Exercise passage

Sunday, May 29, 2016

Happy birthday, groovy girl

I didn’t fully grasp the value of being unconventional until my daughter came into my life. She
entered this world sixteen years ago today. The day itself was unconventional. It was Memorial Day – one of those strange days that doesn’t quite feel like a holiday. We went to Joel and Denise’s house for a barbecue, but Denise ended up serving fajitas – something we teased her about mercilessly. I wasn’t feeling right. The baby wasn’t moving, and I thought for sure it should be kicking, if not doing the Mexican hat dance, what with the fajitas. Denise is an OB nurse, but didn’t have her stethoscope at home to listen for movement. Joel is a veterinarian, so we used the one he uses for cows. I tried not to read into it too much.

We ended up at the hospital as a precaution. But Dr. Locke said even though it was early, he wanted to get things started. The baby would be with us soon.

Stored data entries:
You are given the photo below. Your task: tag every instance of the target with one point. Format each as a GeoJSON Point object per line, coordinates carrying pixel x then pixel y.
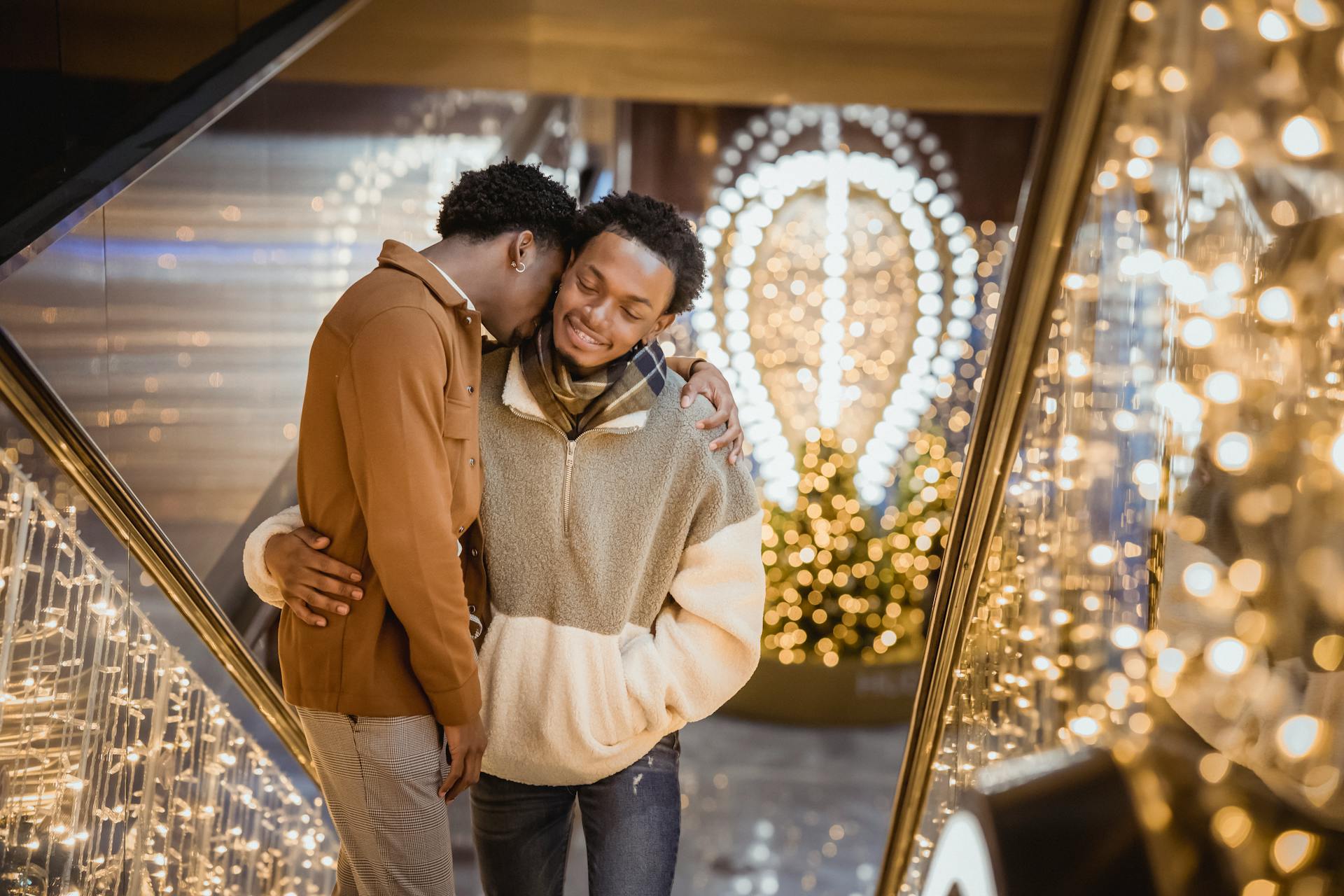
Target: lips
{"type": "Point", "coordinates": [582, 337]}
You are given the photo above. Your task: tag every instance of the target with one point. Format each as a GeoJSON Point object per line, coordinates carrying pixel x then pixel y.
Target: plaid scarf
{"type": "Point", "coordinates": [577, 405]}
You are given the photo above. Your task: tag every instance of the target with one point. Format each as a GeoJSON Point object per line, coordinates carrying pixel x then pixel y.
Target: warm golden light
{"type": "Point", "coordinates": [1292, 849]}
{"type": "Point", "coordinates": [1214, 18]}
{"type": "Point", "coordinates": [1297, 736]}
{"type": "Point", "coordinates": [1227, 656]}
{"type": "Point", "coordinates": [1303, 137]}
{"type": "Point", "coordinates": [1273, 26]}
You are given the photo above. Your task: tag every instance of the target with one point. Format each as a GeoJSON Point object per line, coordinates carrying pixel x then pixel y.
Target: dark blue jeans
{"type": "Point", "coordinates": [632, 822]}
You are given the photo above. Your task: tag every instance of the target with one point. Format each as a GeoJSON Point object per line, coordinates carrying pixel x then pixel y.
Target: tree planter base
{"type": "Point", "coordinates": [850, 694]}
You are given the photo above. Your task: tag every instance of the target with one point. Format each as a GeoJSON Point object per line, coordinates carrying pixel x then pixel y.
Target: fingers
{"type": "Point", "coordinates": [454, 777]}
{"type": "Point", "coordinates": [733, 438]}
{"type": "Point", "coordinates": [470, 776]}
{"type": "Point", "coordinates": [718, 418]}
{"type": "Point", "coordinates": [319, 601]}
{"type": "Point", "coordinates": [690, 391]}
{"type": "Point", "coordinates": [738, 437]}
{"type": "Point", "coordinates": [302, 613]}
{"type": "Point", "coordinates": [312, 538]}
{"type": "Point", "coordinates": [336, 568]}
{"type": "Point", "coordinates": [334, 587]}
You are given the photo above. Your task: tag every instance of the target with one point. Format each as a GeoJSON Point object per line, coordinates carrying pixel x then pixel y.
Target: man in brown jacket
{"type": "Point", "coordinates": [388, 468]}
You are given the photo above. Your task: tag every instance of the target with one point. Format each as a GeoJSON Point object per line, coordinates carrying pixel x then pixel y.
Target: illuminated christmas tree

Activities
1/ Return, word for word, the part of the birthday post that opens with the words containing "Sunday, May 29, 2016" and closes with "it too much.".
2/ List every person the birthday post names.

Answers by item
1/
Sunday, May 29, 2016

Happy birthday, groovy girl

I didn’t fully grasp the value of being unconventional until my daughter came into my life. She
entered this world sixteen years ago today. The day itself was unconventional. It was Memorial Day – one of those strange days that doesn’t quite feel like a holiday. We went to Joel and Denise’s house for a barbecue, but Denise ended up serving fajitas – something we teased her about mercilessly. I wasn’t feeling right. The baby wasn’t moving, and I thought for sure it should be kicking, if not doing the Mexican hat dance, what with the fajitas. Denise is an OB nurse, but didn’t have her stethoscope at home to listen for movement. Joel is a veterinarian, so we used the one he uses for cows. I tried not to read into it too much.

2/
Joel
Denise
Dr. Locke